* **Work item**:
Check every line below for the word "white" and show those that hold it.

======== Given data

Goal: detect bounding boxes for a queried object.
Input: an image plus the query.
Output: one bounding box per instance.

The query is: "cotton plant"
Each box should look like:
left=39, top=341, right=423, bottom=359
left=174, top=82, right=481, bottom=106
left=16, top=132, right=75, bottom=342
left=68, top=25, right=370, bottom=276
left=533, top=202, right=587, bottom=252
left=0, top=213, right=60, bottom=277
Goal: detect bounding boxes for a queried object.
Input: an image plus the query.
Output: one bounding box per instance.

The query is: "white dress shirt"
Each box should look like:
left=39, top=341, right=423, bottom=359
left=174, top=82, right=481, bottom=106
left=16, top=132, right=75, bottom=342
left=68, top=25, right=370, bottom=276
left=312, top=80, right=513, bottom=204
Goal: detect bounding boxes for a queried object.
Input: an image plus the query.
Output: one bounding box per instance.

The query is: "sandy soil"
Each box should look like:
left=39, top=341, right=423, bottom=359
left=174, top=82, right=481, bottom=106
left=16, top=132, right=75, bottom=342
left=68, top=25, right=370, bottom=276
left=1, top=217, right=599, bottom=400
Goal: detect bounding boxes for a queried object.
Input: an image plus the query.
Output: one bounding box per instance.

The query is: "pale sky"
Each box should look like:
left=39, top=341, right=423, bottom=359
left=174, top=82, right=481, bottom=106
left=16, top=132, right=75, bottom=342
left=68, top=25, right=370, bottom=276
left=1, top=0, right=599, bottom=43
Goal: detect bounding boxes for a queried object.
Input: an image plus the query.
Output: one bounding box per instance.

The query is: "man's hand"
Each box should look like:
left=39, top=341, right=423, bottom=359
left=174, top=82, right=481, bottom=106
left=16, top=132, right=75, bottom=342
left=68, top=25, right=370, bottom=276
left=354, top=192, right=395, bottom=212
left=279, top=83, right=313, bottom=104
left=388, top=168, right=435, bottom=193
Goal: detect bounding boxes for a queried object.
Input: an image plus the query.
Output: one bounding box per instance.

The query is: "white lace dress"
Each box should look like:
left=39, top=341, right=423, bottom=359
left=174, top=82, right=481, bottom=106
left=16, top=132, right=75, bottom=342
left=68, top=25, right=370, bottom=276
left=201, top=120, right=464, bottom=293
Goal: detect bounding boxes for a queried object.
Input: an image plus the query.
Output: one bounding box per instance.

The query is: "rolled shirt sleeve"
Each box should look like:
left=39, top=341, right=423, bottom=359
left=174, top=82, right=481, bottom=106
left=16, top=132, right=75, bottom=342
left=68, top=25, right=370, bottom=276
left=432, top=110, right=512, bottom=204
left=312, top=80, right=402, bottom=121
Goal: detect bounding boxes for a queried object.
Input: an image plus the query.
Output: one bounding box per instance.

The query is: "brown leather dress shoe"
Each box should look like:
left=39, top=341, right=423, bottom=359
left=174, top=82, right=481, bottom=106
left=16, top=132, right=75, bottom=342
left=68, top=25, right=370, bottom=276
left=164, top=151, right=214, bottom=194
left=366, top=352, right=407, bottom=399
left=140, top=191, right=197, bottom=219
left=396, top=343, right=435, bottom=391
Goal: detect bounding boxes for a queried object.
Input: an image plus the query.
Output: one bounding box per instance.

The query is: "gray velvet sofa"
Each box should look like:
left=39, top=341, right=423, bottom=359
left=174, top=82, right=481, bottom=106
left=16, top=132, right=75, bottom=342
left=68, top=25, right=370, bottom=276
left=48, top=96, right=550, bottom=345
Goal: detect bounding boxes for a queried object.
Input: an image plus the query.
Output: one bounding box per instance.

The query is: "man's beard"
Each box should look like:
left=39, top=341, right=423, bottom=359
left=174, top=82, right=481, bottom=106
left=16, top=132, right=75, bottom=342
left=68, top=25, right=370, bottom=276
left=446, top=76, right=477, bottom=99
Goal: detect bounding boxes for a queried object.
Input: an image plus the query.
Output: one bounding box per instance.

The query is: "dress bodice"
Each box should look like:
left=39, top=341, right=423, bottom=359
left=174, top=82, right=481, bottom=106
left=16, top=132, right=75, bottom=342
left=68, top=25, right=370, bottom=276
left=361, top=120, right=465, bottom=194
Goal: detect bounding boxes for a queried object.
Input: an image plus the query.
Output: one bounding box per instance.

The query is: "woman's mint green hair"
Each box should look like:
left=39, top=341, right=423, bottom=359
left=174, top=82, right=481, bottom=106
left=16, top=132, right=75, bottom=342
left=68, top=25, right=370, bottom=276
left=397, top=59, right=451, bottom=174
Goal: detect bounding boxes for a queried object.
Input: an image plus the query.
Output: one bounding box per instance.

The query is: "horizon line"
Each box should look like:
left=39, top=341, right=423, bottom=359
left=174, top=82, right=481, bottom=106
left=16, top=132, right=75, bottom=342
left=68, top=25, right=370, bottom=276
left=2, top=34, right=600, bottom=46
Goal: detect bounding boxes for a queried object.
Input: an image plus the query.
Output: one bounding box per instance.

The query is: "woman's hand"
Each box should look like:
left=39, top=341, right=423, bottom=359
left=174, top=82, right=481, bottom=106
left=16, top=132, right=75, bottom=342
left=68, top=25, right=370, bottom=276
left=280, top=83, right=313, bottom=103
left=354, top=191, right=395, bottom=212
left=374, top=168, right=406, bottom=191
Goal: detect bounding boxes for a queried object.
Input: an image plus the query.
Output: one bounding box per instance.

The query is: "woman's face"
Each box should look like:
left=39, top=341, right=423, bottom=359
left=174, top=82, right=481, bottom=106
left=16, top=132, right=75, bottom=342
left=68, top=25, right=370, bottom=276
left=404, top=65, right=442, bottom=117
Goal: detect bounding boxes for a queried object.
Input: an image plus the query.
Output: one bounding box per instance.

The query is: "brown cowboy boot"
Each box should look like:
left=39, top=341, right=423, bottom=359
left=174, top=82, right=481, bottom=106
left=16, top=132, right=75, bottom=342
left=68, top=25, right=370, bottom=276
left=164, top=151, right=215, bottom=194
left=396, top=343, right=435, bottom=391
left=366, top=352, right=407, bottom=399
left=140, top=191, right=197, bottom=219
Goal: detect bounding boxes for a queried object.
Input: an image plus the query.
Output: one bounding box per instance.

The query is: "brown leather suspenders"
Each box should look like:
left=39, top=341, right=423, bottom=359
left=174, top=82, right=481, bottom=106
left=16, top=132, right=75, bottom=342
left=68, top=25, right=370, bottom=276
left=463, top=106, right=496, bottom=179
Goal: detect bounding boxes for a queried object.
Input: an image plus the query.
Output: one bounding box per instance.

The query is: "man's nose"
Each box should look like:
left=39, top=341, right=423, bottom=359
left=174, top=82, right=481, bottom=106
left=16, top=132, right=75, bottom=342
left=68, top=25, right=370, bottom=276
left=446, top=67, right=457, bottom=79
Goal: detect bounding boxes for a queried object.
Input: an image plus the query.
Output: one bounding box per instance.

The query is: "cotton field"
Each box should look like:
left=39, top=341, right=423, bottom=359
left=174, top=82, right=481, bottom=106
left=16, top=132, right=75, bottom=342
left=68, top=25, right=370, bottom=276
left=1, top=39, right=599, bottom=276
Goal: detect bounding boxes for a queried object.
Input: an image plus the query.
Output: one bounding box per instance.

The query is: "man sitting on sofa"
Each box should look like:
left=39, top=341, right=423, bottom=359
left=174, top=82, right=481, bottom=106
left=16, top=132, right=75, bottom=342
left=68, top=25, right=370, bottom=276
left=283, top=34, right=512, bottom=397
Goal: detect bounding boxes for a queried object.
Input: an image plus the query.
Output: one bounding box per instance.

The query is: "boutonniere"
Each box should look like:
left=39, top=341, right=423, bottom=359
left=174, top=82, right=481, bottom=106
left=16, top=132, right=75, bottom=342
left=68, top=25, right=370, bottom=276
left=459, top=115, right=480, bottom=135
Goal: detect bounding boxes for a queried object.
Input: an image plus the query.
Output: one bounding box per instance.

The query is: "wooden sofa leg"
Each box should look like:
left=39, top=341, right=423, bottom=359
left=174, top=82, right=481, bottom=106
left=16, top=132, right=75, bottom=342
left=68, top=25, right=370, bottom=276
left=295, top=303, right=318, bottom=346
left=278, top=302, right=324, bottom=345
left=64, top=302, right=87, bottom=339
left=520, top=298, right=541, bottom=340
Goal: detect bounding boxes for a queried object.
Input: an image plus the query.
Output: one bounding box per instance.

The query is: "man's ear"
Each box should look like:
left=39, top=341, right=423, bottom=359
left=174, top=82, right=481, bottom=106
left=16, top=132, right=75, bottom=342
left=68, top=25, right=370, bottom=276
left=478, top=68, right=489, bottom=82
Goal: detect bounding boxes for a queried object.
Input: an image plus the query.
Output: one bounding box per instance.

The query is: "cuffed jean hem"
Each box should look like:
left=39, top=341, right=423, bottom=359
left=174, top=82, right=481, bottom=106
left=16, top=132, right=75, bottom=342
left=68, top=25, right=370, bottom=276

================

* **Task answer**:
The query is: "white dress shirt"
The query is: "white lace dress"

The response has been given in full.